— THE REQUEST —
Copy out only the lines from the one containing "I challenge you to locate headlight" to the one containing "[0,202,29,297]", both included, requests and all. Scale every bounding-box coordinate in the answers by 0.4, rounding to whole numbers with halves going up.
** Begin **
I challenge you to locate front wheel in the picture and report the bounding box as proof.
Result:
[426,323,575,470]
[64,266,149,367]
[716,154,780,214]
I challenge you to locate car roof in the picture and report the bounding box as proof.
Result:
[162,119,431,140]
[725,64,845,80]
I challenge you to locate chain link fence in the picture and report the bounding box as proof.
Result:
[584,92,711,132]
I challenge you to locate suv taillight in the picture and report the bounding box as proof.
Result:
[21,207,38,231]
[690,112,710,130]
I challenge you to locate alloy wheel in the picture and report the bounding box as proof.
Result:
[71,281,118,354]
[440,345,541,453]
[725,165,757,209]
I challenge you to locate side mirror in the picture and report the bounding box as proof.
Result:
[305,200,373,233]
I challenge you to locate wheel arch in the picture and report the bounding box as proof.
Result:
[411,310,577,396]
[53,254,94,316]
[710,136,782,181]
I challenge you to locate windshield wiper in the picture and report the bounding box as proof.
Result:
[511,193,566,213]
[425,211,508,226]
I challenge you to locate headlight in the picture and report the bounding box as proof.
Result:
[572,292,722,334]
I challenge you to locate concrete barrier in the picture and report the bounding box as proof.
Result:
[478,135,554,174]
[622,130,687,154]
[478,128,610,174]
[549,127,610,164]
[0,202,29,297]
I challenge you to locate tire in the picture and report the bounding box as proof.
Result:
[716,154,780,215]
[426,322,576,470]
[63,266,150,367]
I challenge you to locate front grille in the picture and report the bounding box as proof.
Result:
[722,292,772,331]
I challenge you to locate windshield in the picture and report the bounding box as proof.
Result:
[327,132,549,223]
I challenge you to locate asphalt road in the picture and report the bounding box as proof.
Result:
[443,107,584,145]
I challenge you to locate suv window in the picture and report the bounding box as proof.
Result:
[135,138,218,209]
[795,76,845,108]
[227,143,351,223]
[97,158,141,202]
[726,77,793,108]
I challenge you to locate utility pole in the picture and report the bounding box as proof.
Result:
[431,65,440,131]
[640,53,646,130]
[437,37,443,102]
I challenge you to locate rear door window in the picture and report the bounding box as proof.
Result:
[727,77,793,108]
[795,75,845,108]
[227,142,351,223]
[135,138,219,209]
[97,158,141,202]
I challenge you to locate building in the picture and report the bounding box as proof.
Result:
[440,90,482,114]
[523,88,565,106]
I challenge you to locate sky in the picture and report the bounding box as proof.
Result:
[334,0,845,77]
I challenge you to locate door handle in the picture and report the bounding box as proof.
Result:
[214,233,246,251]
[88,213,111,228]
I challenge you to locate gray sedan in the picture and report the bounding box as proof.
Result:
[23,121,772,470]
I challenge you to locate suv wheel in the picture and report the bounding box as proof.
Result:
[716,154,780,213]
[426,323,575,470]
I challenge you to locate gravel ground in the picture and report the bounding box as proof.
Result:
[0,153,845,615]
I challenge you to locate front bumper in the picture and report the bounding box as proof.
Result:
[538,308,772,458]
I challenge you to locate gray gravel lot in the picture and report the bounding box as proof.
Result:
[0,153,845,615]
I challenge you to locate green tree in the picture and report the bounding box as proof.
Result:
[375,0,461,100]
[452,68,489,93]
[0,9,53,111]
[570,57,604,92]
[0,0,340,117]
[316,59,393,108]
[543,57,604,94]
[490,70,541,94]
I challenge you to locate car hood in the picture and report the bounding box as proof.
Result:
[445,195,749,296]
** End **
— TASK RESULT —
I challenge you to locate headlight in the picture and report the bounding box as proof.
Result:
[229,117,289,134]
I challenge you to locate concrete barrier in the picture and report the bounding box as proof.
Result:
[191,54,222,70]
[249,52,275,62]
[191,51,244,70]
[220,51,244,66]
[0,81,12,119]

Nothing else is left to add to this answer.